* [GIVEN PASSAGE]
[START]

To the outside world, this conversion process is completely hidden.

You can also create more classes to encapsulate related entities. For example, each post will have related comments so I can repeat the process of collecting these related items:

def comments
  @doc.xpath('wp:comment').collect { |comment| Comment.new(comment) }
end

Now I can deal with the comment specific formatting in it’s own object.

Importing the data

Finally back in the wordpress.rake task we can deal with the actual importing process.

This will basically mean taking each object from the WordPress data export and creating new Active Record objects and relations.

namespace :wordpress do
  desc 'Import WordPress data'
  task import: :environment do
    # Get the WordPress data
    data = WordPress::Data.new

    # Import the posts
    data.posts.each do |data|
      article = Article.new
      article.title = data.title

      # etc
      article.save!
    end
  end
end

The structure I’ve decided on for my CMS is more complicated than a regular blog and so this provides a nice opportunity to create the object graph for each article. That is something I definitely could not of done if I had used a general purpose solution.

Conclusion

In today’s tutorial we’ve covered a couple of interesting areas of Ruby development including creating Rake tasks as well as the very useful Nokogiri gem.

By encapsulating each chunk of data from the WordPress export as a class we can deal with whatever conversion details we require.

Although there are many existing solutions for migrating data from a WordPress blog, none of them came close to satisfying my requirements.

Hopefully if you are looking to do the same, you can use these last two posts as a foundation for building what you need.

[END]

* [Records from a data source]

[START]

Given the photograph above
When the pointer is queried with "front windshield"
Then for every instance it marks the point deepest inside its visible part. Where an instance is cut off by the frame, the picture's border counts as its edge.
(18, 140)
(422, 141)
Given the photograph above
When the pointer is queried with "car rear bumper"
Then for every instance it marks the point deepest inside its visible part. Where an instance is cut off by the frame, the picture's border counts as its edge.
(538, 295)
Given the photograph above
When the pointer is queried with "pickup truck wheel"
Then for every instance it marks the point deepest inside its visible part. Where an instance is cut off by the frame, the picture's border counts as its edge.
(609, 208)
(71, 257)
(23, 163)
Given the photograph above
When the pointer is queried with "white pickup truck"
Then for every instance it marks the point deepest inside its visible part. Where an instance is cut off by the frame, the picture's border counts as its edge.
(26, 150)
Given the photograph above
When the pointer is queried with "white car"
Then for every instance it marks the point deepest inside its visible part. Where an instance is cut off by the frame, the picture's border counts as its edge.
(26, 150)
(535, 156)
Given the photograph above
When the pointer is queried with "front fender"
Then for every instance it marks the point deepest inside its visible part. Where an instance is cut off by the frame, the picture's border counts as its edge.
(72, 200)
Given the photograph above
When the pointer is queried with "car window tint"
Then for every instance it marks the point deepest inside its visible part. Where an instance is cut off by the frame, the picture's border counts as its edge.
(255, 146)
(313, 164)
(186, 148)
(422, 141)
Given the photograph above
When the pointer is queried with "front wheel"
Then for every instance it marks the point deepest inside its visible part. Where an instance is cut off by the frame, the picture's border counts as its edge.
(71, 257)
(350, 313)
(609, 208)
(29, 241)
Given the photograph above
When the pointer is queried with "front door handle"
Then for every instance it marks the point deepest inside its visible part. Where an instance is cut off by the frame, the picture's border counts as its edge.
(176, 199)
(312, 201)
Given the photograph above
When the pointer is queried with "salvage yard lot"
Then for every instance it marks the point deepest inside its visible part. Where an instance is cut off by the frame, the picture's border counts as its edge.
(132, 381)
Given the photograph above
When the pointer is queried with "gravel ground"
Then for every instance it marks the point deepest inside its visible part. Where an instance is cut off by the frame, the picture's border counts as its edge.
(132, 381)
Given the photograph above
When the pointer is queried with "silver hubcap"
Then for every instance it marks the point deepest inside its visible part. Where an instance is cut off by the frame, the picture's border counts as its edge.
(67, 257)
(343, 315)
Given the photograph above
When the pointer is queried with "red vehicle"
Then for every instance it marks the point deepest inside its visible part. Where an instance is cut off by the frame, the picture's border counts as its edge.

[END]

* [REQUIRED TASK A] Restate the WordPress import tutorial, beginning at the words "By encapsulating each" and stopping after "what you need.", replacing "foundation" with "starting point".
* [REQUIRED TASK B] How many lines of the records contain the string "front", with case counting? Give only the number.

* [CORRECT ANSWER A]
By encapsulating each chunk of data from the WordPress export as a class we can deal with whatever conversion details we require.

Although there are many existing solutions for migrating data from a WordPress blog, none of them came close to satisfying my requirements.

Hopefully if you are looking to do the same, you can use these last two posts as a starting point for building what you need.

* [CORRECT ANSWER B] 4